■ Conjunto de tarefas:
**A)** Diga se cada afirmação concorda com o texto selecionado, respondendo sim ou não e citando literalmente as palavras do texto que decidem a resposta: (i) a vazão do rio São Francisco deve diminuir 70%; (ii) a temperatura do Nordeste deve aumentar até 5 graus; (iii) o Brasil abriga metade das espécies do planeta.
**B)** Reproduza palavra por palavra o trecho do texto selecionado que abre com as palavras que contêm "14 de dez. de" e fecha com "do ser humano.".

------ Texto selecionado ------

14 de dez. de 2009

O consumismo e o desaquecimento humano.

Estudiosos da UFRJ, USP, Unicamp e Embrapa alertam: mantidas as condições do atual modelo econômico, até o fim deste século a Amazônia sofrerá perda de 40% da cobertura florestal da área sul-sudeste-leste, que se transformará em savana. O Rio Amazonas terá redução da sua vazão em até 30%, o rio Paraná em 53% e o rio São Francisco minguará 70%. No Nordeste, cuja temperatura aumentará até 8 graus, é prevista uma diminuição das chuvas entre 2 e 2,5 milímetros por dia até 2100! Isso afetará todo o país - lar de um quinto das espécies do planeta, espaço da maior biodiversidade da Terra.
Na contramão desse aquecimento, que só não acontecerá se mudarmos radicalmente o modelo de organização produtiva hoje vigente, há um esfriamento de valores constitutivos do ser humano.
A crise ambiental está na ordem do dia e nunca houve tanto debate sobre a doença do planeta. Para ser elevado, porém, ele precisa estar vinculado a visão de mundo, aos destinos da Humanidade, ao tipo de ser humano e de sociedade que até aqui forjamos e que aspiramos. Comprometer quem analisa.

------ Registros fornecidos ------

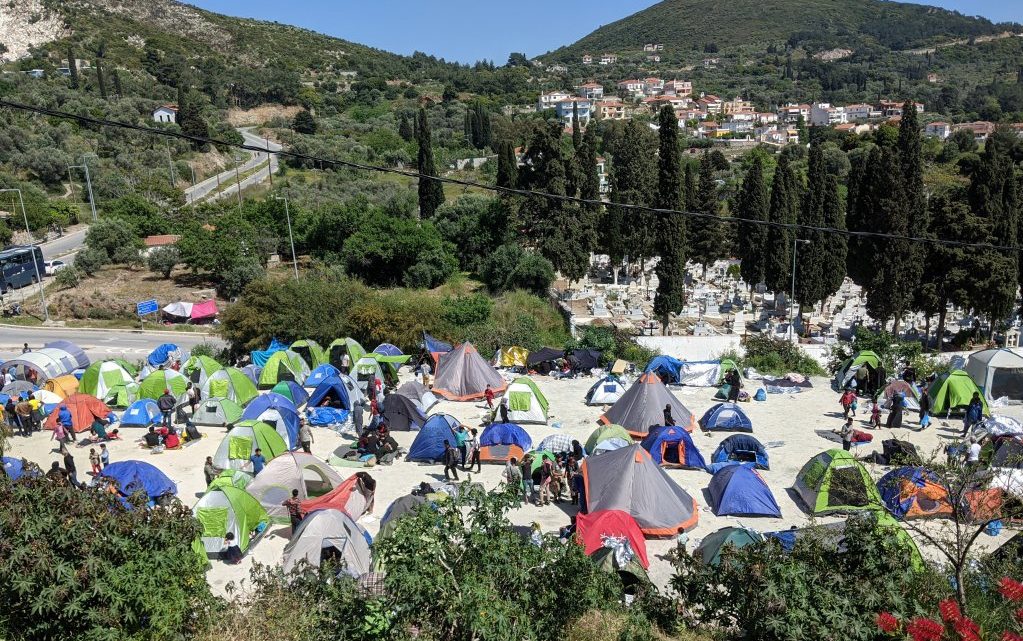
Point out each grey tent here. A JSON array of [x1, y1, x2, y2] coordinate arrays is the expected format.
[[601, 372, 697, 439], [434, 342, 507, 401], [581, 445, 700, 537], [283, 509, 371, 579]]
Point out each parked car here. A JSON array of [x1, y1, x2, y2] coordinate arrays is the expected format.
[[44, 261, 68, 276]]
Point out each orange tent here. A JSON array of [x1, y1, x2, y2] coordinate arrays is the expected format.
[[46, 394, 110, 432]]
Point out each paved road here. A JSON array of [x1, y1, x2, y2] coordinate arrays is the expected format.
[[185, 128, 281, 202], [0, 325, 223, 361]]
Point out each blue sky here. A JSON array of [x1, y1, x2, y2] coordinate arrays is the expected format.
[[186, 0, 1023, 63]]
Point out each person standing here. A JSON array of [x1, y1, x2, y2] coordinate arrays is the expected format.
[[299, 418, 313, 454], [444, 440, 458, 480], [157, 390, 178, 429]]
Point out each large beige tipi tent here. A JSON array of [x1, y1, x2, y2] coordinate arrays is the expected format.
[[581, 445, 700, 537], [601, 372, 697, 439], [433, 342, 507, 401]]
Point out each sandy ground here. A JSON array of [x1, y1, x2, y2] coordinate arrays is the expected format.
[[8, 372, 1023, 593]]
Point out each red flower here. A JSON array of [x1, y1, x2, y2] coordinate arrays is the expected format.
[[998, 577, 1023, 601], [938, 599, 963, 624], [905, 616, 945, 641], [877, 612, 898, 634]]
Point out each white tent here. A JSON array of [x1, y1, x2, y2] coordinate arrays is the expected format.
[[966, 350, 1023, 403]]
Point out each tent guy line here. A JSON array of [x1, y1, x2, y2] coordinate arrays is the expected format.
[[0, 100, 1021, 253]]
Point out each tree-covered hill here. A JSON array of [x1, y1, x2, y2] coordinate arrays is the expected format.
[[551, 0, 1019, 59]]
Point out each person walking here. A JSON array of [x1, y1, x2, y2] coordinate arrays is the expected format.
[[299, 418, 313, 454], [444, 440, 458, 480], [157, 390, 178, 429]]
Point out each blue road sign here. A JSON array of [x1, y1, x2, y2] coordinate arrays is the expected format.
[[135, 299, 160, 316]]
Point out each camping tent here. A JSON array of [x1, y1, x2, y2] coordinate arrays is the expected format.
[[405, 414, 460, 463], [492, 376, 549, 425], [45, 394, 110, 432], [120, 399, 162, 427], [601, 372, 697, 439], [259, 350, 309, 390], [138, 369, 188, 401], [586, 424, 632, 455], [241, 392, 299, 449], [693, 526, 764, 565], [794, 450, 881, 516], [586, 374, 625, 405], [270, 380, 309, 407], [192, 486, 270, 558], [707, 464, 782, 518], [494, 346, 529, 367], [246, 452, 344, 523], [213, 420, 287, 472], [710, 434, 770, 469], [307, 374, 352, 410], [191, 398, 241, 427], [581, 445, 700, 537], [78, 360, 136, 399], [434, 342, 507, 401], [392, 380, 440, 413], [700, 403, 753, 431], [181, 355, 224, 387], [99, 461, 178, 499], [927, 369, 989, 416], [966, 350, 1023, 401], [382, 394, 427, 431], [287, 338, 327, 369], [576, 510, 650, 569], [640, 425, 707, 469], [878, 466, 952, 520], [480, 423, 533, 463], [283, 509, 372, 578], [302, 363, 341, 388]]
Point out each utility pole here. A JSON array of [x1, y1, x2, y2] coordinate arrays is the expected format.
[[0, 189, 50, 321]]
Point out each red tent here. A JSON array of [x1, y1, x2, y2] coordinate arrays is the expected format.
[[45, 394, 110, 432], [576, 510, 650, 569]]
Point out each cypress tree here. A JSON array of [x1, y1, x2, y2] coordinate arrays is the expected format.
[[764, 154, 796, 293], [690, 152, 724, 270], [654, 105, 686, 335], [416, 108, 444, 219], [736, 153, 770, 287]]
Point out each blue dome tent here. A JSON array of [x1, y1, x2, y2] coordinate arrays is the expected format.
[[710, 434, 770, 469], [700, 403, 753, 431], [640, 425, 707, 469], [405, 414, 459, 463], [707, 464, 782, 517]]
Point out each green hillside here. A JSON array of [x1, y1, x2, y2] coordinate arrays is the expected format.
[[552, 0, 1018, 59]]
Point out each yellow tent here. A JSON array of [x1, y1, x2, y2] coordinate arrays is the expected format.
[[43, 376, 78, 399], [494, 346, 529, 367]]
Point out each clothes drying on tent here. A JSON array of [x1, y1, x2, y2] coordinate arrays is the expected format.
[[794, 450, 881, 516], [966, 349, 1023, 402], [241, 392, 300, 449], [382, 394, 427, 431], [405, 414, 460, 463], [246, 452, 344, 523], [192, 486, 270, 558], [480, 423, 533, 463], [580, 445, 700, 537], [282, 509, 372, 579], [434, 342, 507, 401], [707, 464, 782, 518], [640, 425, 707, 469], [599, 372, 697, 439], [700, 403, 753, 431], [576, 510, 650, 569]]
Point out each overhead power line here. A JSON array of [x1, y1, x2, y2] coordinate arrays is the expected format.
[[0, 99, 1021, 253]]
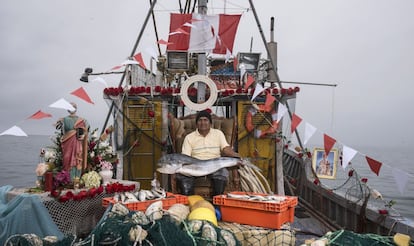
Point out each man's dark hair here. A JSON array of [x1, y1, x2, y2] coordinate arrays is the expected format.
[[196, 110, 213, 123]]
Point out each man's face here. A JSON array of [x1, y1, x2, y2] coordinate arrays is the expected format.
[[197, 117, 211, 131]]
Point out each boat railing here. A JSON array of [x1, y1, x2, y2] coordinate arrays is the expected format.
[[283, 149, 414, 238]]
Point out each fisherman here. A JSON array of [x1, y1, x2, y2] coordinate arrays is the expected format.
[[177, 110, 240, 196]]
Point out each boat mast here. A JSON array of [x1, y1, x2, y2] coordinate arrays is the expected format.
[[197, 0, 208, 103]]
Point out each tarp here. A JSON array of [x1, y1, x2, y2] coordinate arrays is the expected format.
[[0, 185, 64, 245]]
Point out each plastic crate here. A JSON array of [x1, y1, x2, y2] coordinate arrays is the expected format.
[[102, 192, 188, 211], [213, 192, 298, 229]]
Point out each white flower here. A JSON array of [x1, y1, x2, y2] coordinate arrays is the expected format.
[[36, 163, 49, 176]]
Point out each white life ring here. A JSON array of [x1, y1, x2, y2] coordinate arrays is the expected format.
[[180, 75, 217, 111]]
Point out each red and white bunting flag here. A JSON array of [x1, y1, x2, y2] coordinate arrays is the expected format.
[[28, 110, 52, 120], [244, 74, 254, 90], [167, 14, 241, 54], [134, 52, 147, 69], [365, 156, 382, 176], [70, 86, 94, 104], [277, 103, 287, 123], [303, 122, 316, 144], [158, 39, 172, 45], [0, 126, 27, 137], [323, 134, 336, 156], [290, 113, 302, 133]]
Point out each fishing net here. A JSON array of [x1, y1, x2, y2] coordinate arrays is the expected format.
[[325, 230, 395, 246], [219, 222, 296, 246]]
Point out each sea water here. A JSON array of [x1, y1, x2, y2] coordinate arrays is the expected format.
[[0, 135, 414, 220]]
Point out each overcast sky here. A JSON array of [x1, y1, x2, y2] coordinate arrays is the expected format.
[[0, 0, 414, 147]]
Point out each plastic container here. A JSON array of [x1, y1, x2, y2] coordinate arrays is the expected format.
[[102, 192, 188, 211], [213, 192, 298, 229]]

------

■ Suas respostas:
**A)**
(i) Sim: "o rio São Francisco minguará 70%".
(ii) Não: "cuja temperatura aumentará até 8 graus".
(iii) Não: "lar de um quinto das espécies do planeta".

**B)**
14 de dez. de 2009

O consumismo e o desaquecimento humano.

Estudiosos da UFRJ, USP, Unicamp e Embrapa alertam: mantidas as condições do atual modelo econômico, até o fim deste século a Amazônia sofrerá perda de 40% da cobertura florestal da área sul-sudeste-leste, que se transformará em savana. O Rio Amazonas terá redução da sua vazão em até 30%, o rio Paraná em 53% e o rio São Francisco minguará 70%. No Nordeste, cuja temperatura aumentará até 8 graus, é prevista uma diminuição das chuvas entre 2 e 2,5 milímetros por dia até 2100! Isso afetará todo o país - lar de um quinto das espécies do planeta, espaço da maior biodiversidade da Terra.
Na contramão desse aquecimento, que só não acontecerá se mudarmos radicalmente o modelo de organização produtiva hoje vigente, há um esfriamento de valores constitutivos do ser humano.